> Exercise data:
○ ○ ○ ○ ○ ○ ○

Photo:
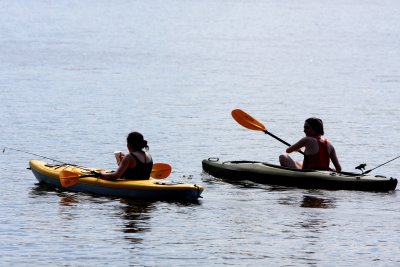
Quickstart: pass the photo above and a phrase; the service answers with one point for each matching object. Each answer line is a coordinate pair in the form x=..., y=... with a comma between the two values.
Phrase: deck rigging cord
x=361, y=167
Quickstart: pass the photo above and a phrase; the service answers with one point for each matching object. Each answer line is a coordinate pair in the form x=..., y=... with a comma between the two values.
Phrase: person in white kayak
x=318, y=150
x=136, y=165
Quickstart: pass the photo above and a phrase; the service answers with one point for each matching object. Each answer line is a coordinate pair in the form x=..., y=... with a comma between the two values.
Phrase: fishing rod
x=26, y=152
x=361, y=167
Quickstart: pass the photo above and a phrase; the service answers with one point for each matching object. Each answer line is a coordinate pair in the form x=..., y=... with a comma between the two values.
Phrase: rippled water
x=78, y=76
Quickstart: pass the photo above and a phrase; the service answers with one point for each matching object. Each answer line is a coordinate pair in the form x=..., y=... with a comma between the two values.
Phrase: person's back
x=318, y=151
x=319, y=160
x=142, y=169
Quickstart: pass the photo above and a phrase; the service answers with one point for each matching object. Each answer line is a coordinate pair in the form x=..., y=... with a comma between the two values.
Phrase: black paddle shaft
x=280, y=140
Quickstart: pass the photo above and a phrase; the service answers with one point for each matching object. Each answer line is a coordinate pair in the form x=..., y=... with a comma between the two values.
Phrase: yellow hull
x=137, y=189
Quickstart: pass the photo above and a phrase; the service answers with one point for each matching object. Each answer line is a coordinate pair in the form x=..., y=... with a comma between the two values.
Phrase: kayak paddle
x=70, y=178
x=249, y=122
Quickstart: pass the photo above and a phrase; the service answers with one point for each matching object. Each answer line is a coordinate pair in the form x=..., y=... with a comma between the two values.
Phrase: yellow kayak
x=136, y=189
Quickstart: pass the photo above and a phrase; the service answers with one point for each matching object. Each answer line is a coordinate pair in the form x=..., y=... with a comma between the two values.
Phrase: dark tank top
x=141, y=171
x=320, y=160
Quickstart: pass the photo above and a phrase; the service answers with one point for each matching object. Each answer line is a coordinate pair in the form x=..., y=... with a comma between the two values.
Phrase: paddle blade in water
x=247, y=121
x=160, y=170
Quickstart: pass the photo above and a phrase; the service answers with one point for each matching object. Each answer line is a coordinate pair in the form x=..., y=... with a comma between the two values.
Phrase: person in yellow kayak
x=318, y=150
x=136, y=165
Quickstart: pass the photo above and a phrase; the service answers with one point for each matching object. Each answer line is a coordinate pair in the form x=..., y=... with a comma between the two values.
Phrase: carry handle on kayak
x=251, y=123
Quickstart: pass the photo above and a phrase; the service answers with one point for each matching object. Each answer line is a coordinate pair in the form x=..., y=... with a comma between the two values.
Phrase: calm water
x=77, y=76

○ ○ ○ ○ ○ ○ ○

> Exercise details: Lines from the one containing "Phrase: carry handle on kayak" through the final line of the entries above are to be output exactly; omit all others.

> Answer for this exercise:
Phrase: carry handle on kayak
x=251, y=123
Quickstart: pass the photo above and a phrase; the service answers with one point for each matching object. Each answer line is a coordinate pair in the form x=..., y=... with a comma between the two values.
Phrase: calm water
x=77, y=76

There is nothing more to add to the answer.